* [Stated exercise]: Pull every line from the data below and reproduce each one unchanged.

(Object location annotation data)
....
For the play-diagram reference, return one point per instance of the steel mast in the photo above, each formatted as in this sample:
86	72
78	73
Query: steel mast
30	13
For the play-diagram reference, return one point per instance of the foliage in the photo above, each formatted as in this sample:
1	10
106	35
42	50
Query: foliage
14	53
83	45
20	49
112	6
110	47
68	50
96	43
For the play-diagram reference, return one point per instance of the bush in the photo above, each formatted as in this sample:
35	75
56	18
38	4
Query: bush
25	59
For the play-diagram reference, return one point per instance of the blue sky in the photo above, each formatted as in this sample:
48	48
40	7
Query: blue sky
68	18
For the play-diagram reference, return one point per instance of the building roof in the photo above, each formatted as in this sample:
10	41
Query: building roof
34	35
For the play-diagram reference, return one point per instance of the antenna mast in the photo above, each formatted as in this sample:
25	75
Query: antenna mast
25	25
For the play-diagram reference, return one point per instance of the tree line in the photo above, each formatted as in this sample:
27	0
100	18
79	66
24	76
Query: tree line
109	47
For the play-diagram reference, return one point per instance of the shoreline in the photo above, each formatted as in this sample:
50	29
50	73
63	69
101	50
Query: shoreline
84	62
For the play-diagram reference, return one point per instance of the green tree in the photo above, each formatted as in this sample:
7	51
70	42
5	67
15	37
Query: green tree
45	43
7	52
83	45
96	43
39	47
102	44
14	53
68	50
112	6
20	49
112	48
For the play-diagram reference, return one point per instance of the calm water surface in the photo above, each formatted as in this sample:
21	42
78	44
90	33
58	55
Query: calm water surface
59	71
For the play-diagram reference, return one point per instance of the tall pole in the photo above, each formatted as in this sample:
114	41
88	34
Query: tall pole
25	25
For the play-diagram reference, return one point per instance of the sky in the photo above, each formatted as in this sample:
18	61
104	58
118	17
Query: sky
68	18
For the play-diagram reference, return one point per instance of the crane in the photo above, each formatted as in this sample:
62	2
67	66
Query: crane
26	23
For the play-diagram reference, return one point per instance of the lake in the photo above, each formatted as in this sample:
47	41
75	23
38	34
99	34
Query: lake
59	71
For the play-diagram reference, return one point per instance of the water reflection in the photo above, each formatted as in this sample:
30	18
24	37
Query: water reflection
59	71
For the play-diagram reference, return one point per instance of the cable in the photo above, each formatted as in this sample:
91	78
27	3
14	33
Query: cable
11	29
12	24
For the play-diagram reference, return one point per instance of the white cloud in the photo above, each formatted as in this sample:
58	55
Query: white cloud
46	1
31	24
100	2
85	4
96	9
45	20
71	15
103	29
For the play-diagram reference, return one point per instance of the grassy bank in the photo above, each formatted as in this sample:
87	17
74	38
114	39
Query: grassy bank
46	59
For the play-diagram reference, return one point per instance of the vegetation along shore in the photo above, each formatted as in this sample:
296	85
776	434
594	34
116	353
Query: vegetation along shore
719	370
....
* [Solution to the problem]:
For the play-diagram reference, return one point per instance of the steel mast in the photo above, each formatted as in this sample:
86	72
78	73
Query: steel mast
30	13
For the play-diagram reference, return one point per instance of the foliage in the photo above, each formatted as in this sample:
1	10
106	35
42	50
Query: foliage
14	53
83	45
20	49
112	6
110	47
68	50
96	43
For the play-diagram reference, return one point per instance of the bush in the photo above, each formatted as in this sample:
35	75
56	18
38	4
Query: bush
25	59
For the play-diagram reference, return one point per instance of the blue sky in the photo above, each formatted as in this sample:
48	48
40	7
Query: blue sky
68	18
For the play-diagram reference, return one point per instance of the building roof in the photo above, each formatted as in this sample:
10	41
Query: building roof
34	35
For the play-diagram reference, return one point per instance of the antenna mast in the photo above, each formatted as in this sample:
25	75
Query: antenna mast
25	25
For the play-diagram reference, return one point per instance of the tree line in the photo above, each formatted as in this sample:
27	0
100	18
79	66
24	76
Query: tree line
109	47
For the play-diagram reference, return one point per instance of the shoreline in the photo above, each formatted as in this sample:
50	29
50	73
63	69
101	50
Query: shoreline
84	62
For the play-diagram reference, return one point per instance of the green tree in the photo above, each formatted as in this sample:
7	51
70	42
5	67
15	37
Query: green tree
45	43
7	52
83	45
96	43
39	47
102	44
14	53
68	50
112	6
20	49
112	48
For the play-diagram reference, return one point per instance of the calm water surface in the photo above, each formatted as in this sample:
21	42
78	44
90	33
58	55
Query: calm water surface
59	71
For the play-diagram reference, return one point per instance of the tall pole in the photo above, each formatted as in this sample:
114	41
88	34
Query: tall pole
25	25
For the play-diagram reference, return one point per instance of the sky in the photo above, each formatted as in this sample:
18	61
104	58
118	17
Query: sky
68	18
For the play-diagram reference, return one point per instance of the crane in the photo above, each formatted as in this sample:
62	2
67	66
Query: crane
26	23
For the play-diagram reference, return one point per instance of the lake in the photo above, each formatted as in this sample:
47	41
75	23
38	34
99	34
Query: lake
59	71
For the play-diagram reference, return one point per instance of the water reflection in the photo above, each formatted as in this sample:
30	18
24	37
Query: water reflection
59	71
For the play-diagram reference, return one point per instance of the cable in the photo above, each formatted as in this sample:
91	78
27	3
14	33
Query: cable
11	29
12	24
For the play-diagram reference, return one point per instance of the white cloud in the photo above, each formatted as in this sample:
58	55
Query: white cloud
46	1
31	24
100	2
85	4
96	9
45	20
71	15
103	29
For the play-diagram reference, return one point per instance of the grassy bank in the photo above, each formatted as in this sample:
87	17
74	38
114	39
Query: grassy bank
46	59
For the play-diagram reference, return one point per instance of the vegetation along shore in the photo above, each formatted as in this sample:
296	85
776	434
594	34
116	353
Query: vegetation along shore
719	370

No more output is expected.